> [DATA FOR THIS EXERCISE]
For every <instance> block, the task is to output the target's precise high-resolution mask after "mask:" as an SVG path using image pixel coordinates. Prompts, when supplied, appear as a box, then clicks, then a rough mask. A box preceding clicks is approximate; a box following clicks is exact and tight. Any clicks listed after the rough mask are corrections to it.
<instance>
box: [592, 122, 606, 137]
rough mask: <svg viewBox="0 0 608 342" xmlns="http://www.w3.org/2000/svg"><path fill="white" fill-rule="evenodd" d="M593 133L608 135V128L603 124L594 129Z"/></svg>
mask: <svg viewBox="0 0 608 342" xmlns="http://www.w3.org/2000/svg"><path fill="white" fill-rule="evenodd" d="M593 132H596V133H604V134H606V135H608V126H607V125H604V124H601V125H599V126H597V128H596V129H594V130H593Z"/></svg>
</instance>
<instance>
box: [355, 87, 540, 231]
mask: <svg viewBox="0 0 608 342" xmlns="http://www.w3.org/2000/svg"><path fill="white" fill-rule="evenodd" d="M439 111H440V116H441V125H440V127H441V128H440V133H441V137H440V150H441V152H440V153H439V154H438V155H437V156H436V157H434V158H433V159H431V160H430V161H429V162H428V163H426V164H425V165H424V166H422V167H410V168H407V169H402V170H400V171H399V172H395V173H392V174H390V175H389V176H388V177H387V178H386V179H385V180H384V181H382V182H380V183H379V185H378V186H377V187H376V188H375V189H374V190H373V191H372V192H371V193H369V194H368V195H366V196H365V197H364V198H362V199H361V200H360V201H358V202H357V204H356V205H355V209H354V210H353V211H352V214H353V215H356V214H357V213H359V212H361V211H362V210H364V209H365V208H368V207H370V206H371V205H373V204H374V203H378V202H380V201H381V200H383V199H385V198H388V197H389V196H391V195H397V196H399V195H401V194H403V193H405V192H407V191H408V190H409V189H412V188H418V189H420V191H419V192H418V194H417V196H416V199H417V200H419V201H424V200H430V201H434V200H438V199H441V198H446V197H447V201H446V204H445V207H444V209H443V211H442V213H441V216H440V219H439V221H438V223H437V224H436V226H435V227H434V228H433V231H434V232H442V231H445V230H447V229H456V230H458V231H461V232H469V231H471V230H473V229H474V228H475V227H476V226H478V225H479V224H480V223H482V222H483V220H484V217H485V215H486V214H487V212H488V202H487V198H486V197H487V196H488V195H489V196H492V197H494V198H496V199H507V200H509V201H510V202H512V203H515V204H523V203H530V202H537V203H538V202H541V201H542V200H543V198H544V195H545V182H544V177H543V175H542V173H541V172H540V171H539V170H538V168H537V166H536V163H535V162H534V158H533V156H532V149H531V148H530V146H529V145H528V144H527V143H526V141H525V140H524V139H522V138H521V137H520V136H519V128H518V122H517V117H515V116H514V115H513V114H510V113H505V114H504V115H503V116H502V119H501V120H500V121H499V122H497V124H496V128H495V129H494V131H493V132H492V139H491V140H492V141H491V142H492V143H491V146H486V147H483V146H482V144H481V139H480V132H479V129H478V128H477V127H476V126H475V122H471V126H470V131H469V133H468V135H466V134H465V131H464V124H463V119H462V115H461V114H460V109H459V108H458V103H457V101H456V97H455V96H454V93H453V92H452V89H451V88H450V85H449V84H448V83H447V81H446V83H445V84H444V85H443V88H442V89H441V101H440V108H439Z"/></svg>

> [WHAT YOU NEED TO DO]
Only the number is required: state how many lines of the entries hold the word "instance".

> [RESPONSE TO THE TASK]
4